[Ausschnitt aus einer Datendatei]
● ● ● ● ● ● ●
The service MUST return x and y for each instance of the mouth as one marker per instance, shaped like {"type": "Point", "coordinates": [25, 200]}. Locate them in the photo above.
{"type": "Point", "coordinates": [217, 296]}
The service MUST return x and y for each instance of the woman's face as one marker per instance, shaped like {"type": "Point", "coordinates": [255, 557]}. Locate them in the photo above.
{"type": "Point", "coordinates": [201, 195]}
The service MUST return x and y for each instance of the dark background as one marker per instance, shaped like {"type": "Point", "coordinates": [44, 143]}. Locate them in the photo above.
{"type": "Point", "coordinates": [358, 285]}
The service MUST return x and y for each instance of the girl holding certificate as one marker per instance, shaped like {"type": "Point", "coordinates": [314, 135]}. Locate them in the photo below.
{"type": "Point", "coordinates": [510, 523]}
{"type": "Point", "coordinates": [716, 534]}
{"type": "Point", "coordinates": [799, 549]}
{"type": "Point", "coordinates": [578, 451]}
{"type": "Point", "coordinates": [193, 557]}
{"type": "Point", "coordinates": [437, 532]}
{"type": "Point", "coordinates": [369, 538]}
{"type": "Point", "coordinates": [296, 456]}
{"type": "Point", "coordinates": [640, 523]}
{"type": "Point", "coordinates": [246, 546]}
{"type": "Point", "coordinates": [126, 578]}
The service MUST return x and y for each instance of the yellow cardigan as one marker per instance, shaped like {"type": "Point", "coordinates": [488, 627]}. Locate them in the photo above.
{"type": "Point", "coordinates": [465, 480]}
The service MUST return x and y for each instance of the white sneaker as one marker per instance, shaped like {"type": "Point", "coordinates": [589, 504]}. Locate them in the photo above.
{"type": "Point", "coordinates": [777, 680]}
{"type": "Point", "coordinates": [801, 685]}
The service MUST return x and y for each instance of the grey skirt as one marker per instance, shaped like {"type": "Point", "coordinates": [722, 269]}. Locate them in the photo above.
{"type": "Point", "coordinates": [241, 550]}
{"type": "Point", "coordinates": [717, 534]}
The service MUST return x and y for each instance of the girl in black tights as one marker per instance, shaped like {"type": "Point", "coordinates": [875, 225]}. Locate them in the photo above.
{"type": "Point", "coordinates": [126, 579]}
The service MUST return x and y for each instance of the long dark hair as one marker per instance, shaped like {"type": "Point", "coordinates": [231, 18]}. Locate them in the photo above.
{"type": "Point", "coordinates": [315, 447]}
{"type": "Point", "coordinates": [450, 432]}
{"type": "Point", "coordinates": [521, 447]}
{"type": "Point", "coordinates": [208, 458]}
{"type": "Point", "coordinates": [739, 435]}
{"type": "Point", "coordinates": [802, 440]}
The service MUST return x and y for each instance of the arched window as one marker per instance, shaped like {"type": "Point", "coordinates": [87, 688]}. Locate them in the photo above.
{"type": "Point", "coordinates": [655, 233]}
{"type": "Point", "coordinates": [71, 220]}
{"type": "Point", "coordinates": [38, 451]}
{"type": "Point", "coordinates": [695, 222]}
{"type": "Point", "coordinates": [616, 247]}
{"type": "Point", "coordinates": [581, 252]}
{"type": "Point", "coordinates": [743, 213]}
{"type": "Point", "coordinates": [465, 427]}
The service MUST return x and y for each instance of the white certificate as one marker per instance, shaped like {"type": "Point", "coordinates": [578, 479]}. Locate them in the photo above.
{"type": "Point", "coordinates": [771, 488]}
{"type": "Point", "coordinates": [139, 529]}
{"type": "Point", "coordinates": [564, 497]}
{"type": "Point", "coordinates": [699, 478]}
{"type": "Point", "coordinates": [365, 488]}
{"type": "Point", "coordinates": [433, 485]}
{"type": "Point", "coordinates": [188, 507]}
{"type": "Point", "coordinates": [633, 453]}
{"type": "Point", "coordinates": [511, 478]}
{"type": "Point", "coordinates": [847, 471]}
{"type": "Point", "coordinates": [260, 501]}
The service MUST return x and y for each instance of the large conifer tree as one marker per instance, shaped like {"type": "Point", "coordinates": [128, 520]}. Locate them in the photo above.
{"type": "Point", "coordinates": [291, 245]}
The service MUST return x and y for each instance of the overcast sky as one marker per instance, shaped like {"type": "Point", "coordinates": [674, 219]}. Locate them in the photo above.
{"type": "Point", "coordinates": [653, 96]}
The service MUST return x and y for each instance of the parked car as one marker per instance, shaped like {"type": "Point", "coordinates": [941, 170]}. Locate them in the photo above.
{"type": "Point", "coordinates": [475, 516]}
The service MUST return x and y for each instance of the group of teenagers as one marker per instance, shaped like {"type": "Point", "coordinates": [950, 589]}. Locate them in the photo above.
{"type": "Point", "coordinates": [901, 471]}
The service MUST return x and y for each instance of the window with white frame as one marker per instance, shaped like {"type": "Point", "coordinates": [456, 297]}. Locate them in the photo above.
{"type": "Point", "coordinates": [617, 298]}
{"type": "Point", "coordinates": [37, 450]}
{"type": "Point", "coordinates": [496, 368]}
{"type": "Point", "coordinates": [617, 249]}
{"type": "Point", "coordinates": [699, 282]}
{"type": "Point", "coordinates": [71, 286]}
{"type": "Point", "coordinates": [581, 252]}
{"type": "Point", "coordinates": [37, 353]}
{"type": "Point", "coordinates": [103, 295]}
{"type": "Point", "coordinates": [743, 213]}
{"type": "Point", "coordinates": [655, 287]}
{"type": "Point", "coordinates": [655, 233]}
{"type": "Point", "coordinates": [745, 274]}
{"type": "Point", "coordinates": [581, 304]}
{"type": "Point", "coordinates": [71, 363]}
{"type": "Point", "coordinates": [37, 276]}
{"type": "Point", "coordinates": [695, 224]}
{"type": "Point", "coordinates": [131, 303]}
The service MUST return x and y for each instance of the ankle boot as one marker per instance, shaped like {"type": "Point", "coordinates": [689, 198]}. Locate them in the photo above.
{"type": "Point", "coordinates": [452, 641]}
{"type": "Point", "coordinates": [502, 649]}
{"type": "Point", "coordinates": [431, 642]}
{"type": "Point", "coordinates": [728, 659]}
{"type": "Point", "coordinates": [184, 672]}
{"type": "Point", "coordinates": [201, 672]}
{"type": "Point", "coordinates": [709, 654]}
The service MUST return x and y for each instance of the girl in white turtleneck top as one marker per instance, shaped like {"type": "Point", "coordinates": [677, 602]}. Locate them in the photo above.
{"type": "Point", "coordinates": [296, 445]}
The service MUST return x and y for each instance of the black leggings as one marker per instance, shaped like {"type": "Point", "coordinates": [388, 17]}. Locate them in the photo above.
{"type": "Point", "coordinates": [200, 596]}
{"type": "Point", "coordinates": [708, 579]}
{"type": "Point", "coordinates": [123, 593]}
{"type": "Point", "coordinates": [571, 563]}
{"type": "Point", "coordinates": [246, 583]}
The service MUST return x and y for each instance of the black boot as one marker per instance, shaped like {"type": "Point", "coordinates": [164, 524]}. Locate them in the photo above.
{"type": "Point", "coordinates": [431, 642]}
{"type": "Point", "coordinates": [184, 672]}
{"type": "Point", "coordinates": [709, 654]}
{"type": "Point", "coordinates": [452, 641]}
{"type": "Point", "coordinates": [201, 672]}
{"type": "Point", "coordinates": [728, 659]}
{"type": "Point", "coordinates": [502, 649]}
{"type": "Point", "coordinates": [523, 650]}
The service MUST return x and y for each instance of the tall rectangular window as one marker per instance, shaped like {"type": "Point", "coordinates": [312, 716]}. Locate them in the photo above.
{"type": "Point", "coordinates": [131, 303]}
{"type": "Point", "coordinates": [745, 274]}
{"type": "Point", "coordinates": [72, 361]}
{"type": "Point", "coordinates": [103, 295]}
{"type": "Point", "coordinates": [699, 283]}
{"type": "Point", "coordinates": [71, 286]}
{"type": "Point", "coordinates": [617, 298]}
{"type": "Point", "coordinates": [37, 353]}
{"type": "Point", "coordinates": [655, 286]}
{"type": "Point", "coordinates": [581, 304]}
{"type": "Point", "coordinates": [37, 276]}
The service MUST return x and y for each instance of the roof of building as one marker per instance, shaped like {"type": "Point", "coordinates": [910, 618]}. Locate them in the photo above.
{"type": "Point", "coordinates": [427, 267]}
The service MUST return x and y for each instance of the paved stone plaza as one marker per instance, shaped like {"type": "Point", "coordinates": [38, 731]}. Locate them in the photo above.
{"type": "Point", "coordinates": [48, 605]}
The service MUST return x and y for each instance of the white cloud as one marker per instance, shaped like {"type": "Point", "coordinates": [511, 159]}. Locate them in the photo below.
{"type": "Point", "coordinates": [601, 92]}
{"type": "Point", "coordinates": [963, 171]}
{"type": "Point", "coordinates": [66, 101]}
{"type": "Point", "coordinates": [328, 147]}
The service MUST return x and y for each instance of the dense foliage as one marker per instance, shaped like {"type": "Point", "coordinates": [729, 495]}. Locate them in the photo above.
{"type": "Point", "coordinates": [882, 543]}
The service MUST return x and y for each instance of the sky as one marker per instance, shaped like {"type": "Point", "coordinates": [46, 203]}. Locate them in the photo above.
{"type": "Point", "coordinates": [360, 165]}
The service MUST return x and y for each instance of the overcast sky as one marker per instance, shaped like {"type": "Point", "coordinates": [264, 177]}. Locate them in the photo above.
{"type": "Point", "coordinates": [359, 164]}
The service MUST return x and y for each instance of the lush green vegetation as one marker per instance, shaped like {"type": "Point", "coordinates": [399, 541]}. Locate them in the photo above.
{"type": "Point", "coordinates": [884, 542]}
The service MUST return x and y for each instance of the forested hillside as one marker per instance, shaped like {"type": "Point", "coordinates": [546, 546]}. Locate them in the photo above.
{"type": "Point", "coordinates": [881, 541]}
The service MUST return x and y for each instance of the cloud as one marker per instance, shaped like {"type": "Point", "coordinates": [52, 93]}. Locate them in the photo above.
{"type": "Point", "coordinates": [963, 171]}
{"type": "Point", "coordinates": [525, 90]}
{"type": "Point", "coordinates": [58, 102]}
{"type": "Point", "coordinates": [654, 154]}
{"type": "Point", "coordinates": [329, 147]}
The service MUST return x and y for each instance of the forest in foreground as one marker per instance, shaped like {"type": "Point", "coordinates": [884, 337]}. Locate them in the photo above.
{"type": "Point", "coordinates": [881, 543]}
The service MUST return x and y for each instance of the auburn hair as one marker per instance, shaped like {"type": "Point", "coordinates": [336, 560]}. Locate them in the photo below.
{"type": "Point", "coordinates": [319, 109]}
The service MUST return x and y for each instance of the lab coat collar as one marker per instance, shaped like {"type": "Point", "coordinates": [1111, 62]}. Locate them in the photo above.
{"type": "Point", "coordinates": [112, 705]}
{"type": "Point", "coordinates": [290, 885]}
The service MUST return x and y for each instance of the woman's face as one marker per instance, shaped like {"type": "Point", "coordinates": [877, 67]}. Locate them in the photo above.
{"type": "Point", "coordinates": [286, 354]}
● ● ● ● ● ● ●
▶ **AUFGABE**:
Stelle die Zeilen ab der Zeile mit "of the cloud" bis einschließlich der letzten Zeile oben als JSON-Liste von Zeichenketten dar. Verwende eine Zeichenkette pro Zeile und lass Leerzeilen weg.

▶ **ERGEBNIS**:
[
  "The service MUST return x and y for each instance of the cloud as one marker per instance, shaped like {\"type\": \"Point\", \"coordinates\": [52, 93]}. Locate them in the photo above.",
  "{\"type\": \"Point\", \"coordinates\": [963, 171]}",
  "{\"type\": \"Point\", \"coordinates\": [525, 90]}",
  "{\"type\": \"Point\", \"coordinates\": [58, 102]}",
  "{\"type\": \"Point\", \"coordinates\": [654, 154]}",
  "{\"type\": \"Point\", \"coordinates\": [329, 147]}",
  "The service MUST return x and y for each instance of the forest in foreground as one marker per instance, shaped like {\"type\": \"Point\", \"coordinates\": [884, 337]}. Locate them in the photo above.",
  "{\"type\": \"Point\", \"coordinates\": [881, 543]}",
  "The service MUST return x and y for each instance of the auburn hair as one marker per instance, shaped like {\"type\": \"Point\", \"coordinates\": [336, 560]}. Locate them in the photo below.",
  "{\"type\": \"Point\", \"coordinates\": [319, 109]}",
  "The service MUST return x and y for each instance of the lab coat collar as one marker per instance, shaped like {\"type\": \"Point\", \"coordinates\": [1111, 62]}. Locate them in the photo above.",
  "{\"type\": \"Point\", \"coordinates\": [112, 705]}",
  "{\"type\": \"Point\", \"coordinates\": [290, 885]}",
  "The service MUST return x and y for each instance of the woman's face as one marker per instance, shaped like {\"type\": \"Point\", \"coordinates\": [877, 67]}. Locate them in the photo above.",
  "{\"type\": \"Point\", \"coordinates\": [286, 354]}"
]